[抜粋]:
========================================================================

サウロは、アナニアとの出会いによって、どん底の罪人であった自分を救い出してくださる主の愛の本質を見、体感したのです。サウロはこのような体験をするまでは、自分はすべて分かっている。見えていると思っていました。けれども生ける主との出会いによって、実は自分は何も見えていなかったことを知るのです。そして、アナニアとの出会いの中に働かれる聖霊によって、彼の霊的な目をふさいでいたうろこのようなものが、ポロリと落ち、主なる神さまの愛と救いが見えるようになるのです。

水曜日の夜の祈祷会の時、皆さんもご存じのKさんがこんな話をして下さいました。「以前はからクリスチャンの娘に聖書の話や教会へ行くようにとの勧めを聞いていたけれど、うっとうしく思っていただけで、聖書を見てもピンとこなかった。けれどこうして教会に来るようになって娘のそういった存在や話がありがたく感じるし、聖書を読むと感じ入って涙が出てくるのです。」このように話して下さったのですが。まさにそれは聖霊のお働きですね。イエスさまがご用意下さった出会いを通して、今日のお話ではありませんが、「目からうろこ」でしょうか。神さまの愛が見えるようにされた姉妹はこれから信仰告白とバプテスマに向けて準備していかれます。どうか、その守りと祝福をこのアナニアのように覚え、執り成なして下さるよう皆さんにお願い致します。
さて、元のどおり見えるようになったサウロですが、身を起こして「バプテスマ」を受け、食事をして元気を取り戻したとあります。サウロがバプテスマを受けたのも、アナニアの言うように聖霊の満たしを受けたからです。だれでも、主の愛の圧倒的な迫り、聖霊の臨在によって、主イエスが生きておられる、今もお働きくださっていることを知ることができます。そして、食事をしたというのは、おそらく共にパンを裂いて、主の恵みを分ち合う愛餐であったのでしょう。主の霊による交わりに身を置くことを通して、サウロは元気を取り戻すのです。そこに生けるキリストの教会の原点があります。

「サウロの使命」
最後に、主はサウロとその使命について15節、16節でこうおっしゃっています。
「あの者は、異邦人や王たち、またイスラエルの子らにわたしの名を伝えるために、わたしが選んだ器である。わたしの名のためにどんなに苦しまなくてはならないのかを、わたしは彼に示そう。」

サウロが福音を伝えるために立てられたことは分かります。けれど主のために苦しまなくてはならないとは、どういう事でしょうか。サウロがそれまでキリスト教会と信徒に対して激しくなしてきた迫害や弾圧に対する罰なのでしょうか。
ここで、主イエスは「わたしの名を伝えるために、わたしが選んだ器である」と言われていますが。この「わたしの名を伝えるために」の「伝える」という言葉は、原語で「担う」とも訳せる言葉です。そのように読みますと、「サウロは主イエスの名を担うために主が選んだ器」となり、それは、サウロが主の十字架の苦難と死による罪の贖いの業を、その身に担い行くという大変重みのある働きであることが分かります。

========================================================================

[作業内容]:
a - 上の説教の内容を三文で要約してください。
b - 上の説教から、「水曜日の夜の祈祷会の時、皆さ」で始まり「かを、わたしは彼に示そう。」」に至るまでの部分を、そのまま書き写してください。

[データ抜粋]:
========================================================================

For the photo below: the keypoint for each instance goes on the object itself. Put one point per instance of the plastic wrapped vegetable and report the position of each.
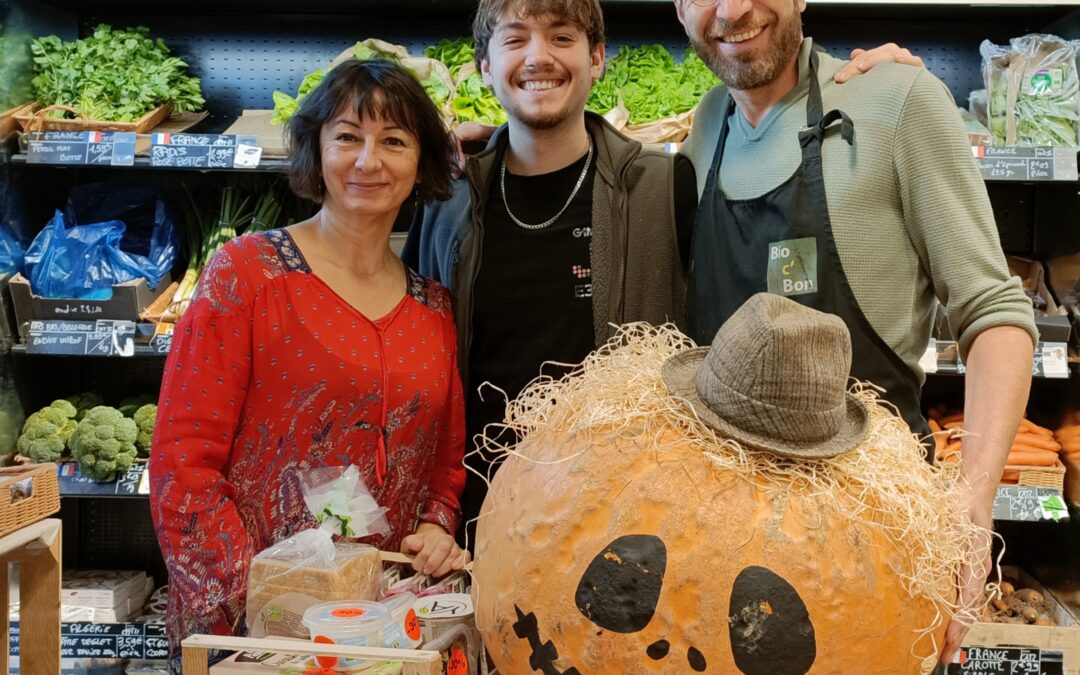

========================================================================

[課題の解答]:
a - サウロはアナニアとの出会いの中に働く聖霊によって、自分が実は何も見えていなかったことを知り、主なる神の愛と救いが見えるようになった。見えるようになったサウロはバプテスマを受け、食事をして元気を取り戻したが、主の霊による交わりに身を置くそこに生けるキリストの教会の原点があると説かれている。さらに、主はサウロを「わたしの名を伝えるため」に選んだ器とされ、「伝える」は原語で「担う」とも訳せることから、それは主の十字架の苦難と死による罪の贖いの業を身に担う重みのある働きだと述べられている。

b -
水曜日の夜の祈祷会の時、皆さんもご存じのKさんがこんな話をして下さいました。「以前はからクリスチャンの娘に聖書の話や教会へ行くようにとの勧めを聞いていたけれど、うっとうしく思っていただけで、聖書を見てもピンとこなかった。けれどこうして教会に来るようになって娘のそういった存在や話がありがたく感じるし、聖書を読むと感じ入って涙が出てくるのです。」このように話して下さったのですが。まさにそれは聖霊のお働きですね。イエスさまがご用意下さった出会いを通して、今日のお話ではありませんが、「目からうろこ」でしょうか。神さまの愛が見えるようにされた姉妹はこれから信仰告白とバプテスマに向けて準備していかれます。どうか、その守りと祝福をこのアナニアのように覚え、執り成なして下さるよう皆さんにお願い致します。
さて、元のどおり見えるようになったサウロですが、身を起こして「バプテスマ」を受け、食事をして元気を取り戻したとあります。サウロがバプテスマを受けたのも、アナニアの言うように聖霊の満たしを受けたからです。だれでも、主の愛の圧倒的な迫り、聖霊の臨在によって、主イエスが生きておられる、今もお働きくださっていることを知ることができます。そして、食事をしたというのは、おそらく共にパンを裂いて、主の恵みを分ち合う愛餐であったのでしょう。主の霊による交わりに身を置くことを通して、サウロは元気を取り戻すのです。そこに生けるキリストの教会の原点があります。

「サウロの使命」
最後に、主はサウロとその使命について15節、16節でこうおっしゃっています。
「あの者は、異邦人や王たち、またイスラエルの子らにわたしの名を伝えるために、わたしが選んだ器である。わたしの名のためにどんなに苦しまなくてはならないのかを、わたしは彼に示そう。」